§ **Exercise**:
Return the records below exactly, leaving nothing out.

§ **Dataset extract**:

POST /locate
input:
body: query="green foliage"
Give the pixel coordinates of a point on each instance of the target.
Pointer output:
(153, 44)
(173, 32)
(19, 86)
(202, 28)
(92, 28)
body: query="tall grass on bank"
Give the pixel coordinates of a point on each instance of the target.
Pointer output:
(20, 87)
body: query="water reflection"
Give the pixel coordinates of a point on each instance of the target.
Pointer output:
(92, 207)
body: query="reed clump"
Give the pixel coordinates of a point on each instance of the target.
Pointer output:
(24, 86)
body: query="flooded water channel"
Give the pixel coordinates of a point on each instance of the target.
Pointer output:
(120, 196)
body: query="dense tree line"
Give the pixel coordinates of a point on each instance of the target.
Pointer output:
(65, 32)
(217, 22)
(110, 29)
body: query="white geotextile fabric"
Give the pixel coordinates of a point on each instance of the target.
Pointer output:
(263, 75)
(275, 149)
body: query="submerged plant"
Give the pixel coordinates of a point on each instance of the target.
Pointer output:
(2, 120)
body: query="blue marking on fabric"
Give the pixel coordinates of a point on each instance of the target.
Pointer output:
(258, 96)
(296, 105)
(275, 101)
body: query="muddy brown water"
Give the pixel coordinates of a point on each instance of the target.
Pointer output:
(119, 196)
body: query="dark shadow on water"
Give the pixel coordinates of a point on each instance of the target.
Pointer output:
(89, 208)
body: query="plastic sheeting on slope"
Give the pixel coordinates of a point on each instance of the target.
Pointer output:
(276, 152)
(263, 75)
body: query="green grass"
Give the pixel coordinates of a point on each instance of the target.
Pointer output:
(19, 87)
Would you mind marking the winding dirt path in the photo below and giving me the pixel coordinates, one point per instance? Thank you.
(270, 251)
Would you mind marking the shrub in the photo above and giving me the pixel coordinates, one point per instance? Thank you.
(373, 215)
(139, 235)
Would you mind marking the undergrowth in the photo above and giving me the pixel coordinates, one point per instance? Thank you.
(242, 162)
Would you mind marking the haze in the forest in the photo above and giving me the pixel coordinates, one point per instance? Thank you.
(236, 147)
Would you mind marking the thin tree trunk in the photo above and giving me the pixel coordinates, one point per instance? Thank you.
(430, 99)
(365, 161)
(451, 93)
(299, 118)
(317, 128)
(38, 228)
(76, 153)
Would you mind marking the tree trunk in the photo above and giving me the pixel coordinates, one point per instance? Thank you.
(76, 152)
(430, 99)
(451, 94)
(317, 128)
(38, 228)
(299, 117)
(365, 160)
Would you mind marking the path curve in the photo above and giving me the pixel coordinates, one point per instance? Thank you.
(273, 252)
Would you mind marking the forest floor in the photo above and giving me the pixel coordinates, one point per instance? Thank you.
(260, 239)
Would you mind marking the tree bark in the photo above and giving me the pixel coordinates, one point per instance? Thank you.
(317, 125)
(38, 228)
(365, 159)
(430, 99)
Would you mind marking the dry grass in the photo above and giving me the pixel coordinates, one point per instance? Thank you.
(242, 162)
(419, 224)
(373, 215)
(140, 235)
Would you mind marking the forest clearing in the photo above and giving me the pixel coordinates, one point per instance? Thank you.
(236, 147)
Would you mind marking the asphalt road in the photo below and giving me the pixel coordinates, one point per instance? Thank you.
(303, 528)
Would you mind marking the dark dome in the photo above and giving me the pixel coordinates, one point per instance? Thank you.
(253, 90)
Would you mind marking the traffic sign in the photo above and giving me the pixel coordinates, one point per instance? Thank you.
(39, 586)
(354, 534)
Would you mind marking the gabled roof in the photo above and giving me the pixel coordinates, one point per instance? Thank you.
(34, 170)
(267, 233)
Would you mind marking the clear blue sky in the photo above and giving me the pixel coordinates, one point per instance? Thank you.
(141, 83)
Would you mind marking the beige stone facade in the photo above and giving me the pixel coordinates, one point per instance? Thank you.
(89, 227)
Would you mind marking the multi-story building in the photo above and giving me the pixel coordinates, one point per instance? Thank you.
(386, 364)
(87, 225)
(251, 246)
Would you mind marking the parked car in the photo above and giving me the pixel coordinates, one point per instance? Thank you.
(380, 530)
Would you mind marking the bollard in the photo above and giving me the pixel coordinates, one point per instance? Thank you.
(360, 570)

§ **Solution to the problem**:
POST /locate
input:
body: query="green foliage"
Give the pixel coordinates of a point on each instance of the target.
Pointer output:
(153, 44)
(173, 32)
(19, 86)
(202, 28)
(92, 28)
body: query="tall grass on bank"
Give the pixel coordinates of a point on each instance of the target.
Pointer output:
(20, 87)
body: query="water reflection"
Give the pixel coordinates of a point on each instance of the target.
Pointer output:
(92, 207)
body: query="reed clump"
Give the pixel coordinates of a point on each instance of the target.
Pointer output:
(24, 86)
body: query="flooded water channel"
Give the pixel coordinates of a point on each instance of the target.
Pointer output:
(120, 196)
body: query="dense tree line"
Give the pixel coordinates of a point on each instance of the target.
Pointer output:
(65, 32)
(217, 22)
(110, 29)
body: query="white geotextile fabric"
Give the pixel coordinates of a point on each instance of the target.
Pointer output:
(263, 75)
(275, 149)
body: query="submerged plant"
Give the pixel coordinates of a point on each instance of the target.
Pointer output:
(2, 120)
body: query="blue marking on fabric"
Give the pixel coordinates of a point on each instance of the target.
Pointer output:
(258, 96)
(296, 105)
(275, 101)
body: query="muddy brown water"
Give the pixel coordinates of a point on each instance of the target.
Pointer output:
(119, 196)
body: query="dark shadow on water"
Give the pixel coordinates of a point on each instance of the target.
Pointer output:
(89, 208)
body: query="plastic sheeting on slope"
Give the pixel coordinates of a point on each instance of the target.
Pointer output:
(276, 152)
(263, 75)
body: query="green grass"
Give the pixel coordinates of a point on each instance of the target.
Pointer output:
(19, 87)
Would you mind marking the winding dirt path in the photo below and giving me the pixel coordinates, one point per instance? Thank you.
(270, 251)
Would you mind marking the shrub in the photo above and giving me the pixel coordinates, one point per instance? Thank you.
(373, 215)
(139, 235)
Would you mind marking the undergrowth in the photo above and giving me the pixel coordinates, one point per instance? Thank you.
(242, 162)
Would you mind marking the haze in the forest in the photo above and giving me the pixel coordinates, one point per instance? Thank you.
(236, 147)
Would you mind marking the thin tree trunk in the photo above and giving me the pixel coordinates, one point per instance? Thank you.
(430, 99)
(365, 161)
(451, 93)
(299, 118)
(317, 128)
(38, 228)
(76, 153)
Would you mind marking the tree trunk in the photo above and giving me the pixel coordinates, one point per instance? Thank you.
(76, 152)
(430, 99)
(451, 94)
(317, 128)
(38, 228)
(299, 117)
(365, 160)
Would you mind marking the path curve in the photo above and giving me the pixel coordinates, one point per instance? Thank you.
(273, 252)
Would you mind marking the forest floor in the photo above and giving me the pixel coordinates, one point per instance? Thank you.
(260, 239)
Would you mind marking the tree bark in the photo above and giving me the pixel coordinates, one point per instance? Thank you.
(317, 125)
(38, 228)
(365, 159)
(430, 99)
Would you mind marking the dry grass in the photo above and giving me the pixel coordinates, one point per instance? Thank you.
(242, 162)
(419, 224)
(373, 215)
(140, 235)
Would you mind marking the forest clearing in the photo above and giving me the pixel coordinates, one point per instance? Thank you.
(236, 147)
Would you mind marking the asphalt road in the photo below and giving me the pixel coordinates, one point per instance? Thank you.
(303, 528)
Would you mind marking the dark dome in the photo above and giving me the pixel coordinates, one point per instance? Thank you.
(253, 90)
Would you mind marking the traffic sign in the photo above and giving me the pixel coordinates, one point per instance? Thank you.
(39, 586)
(354, 534)
Would you mind marking the gabled roof in the photo above and giving me the pixel coordinates, one point per instance? Thank you.
(34, 170)
(267, 233)
Would you mind marking the clear blue sky in the photo above and giving me the pixel coordinates, one point per instance? Thank you.
(141, 83)
Would you mind marking the beige stone facade in the photo above and giving me the pixel coordinates, one point per instance? Thank you.
(89, 227)
Would you mind marking the multi-story building in the photo above and giving me the pixel coordinates, one point per instance? Thank you.
(386, 364)
(87, 225)
(251, 246)
Would you mind marking the parked car in the photo above and giving me the pixel coordinates, one point per instance? Thank you.
(380, 530)
Would you mind marking the bollard in the photo above and giving me the pixel coordinates, one point per instance? Thank you.
(360, 570)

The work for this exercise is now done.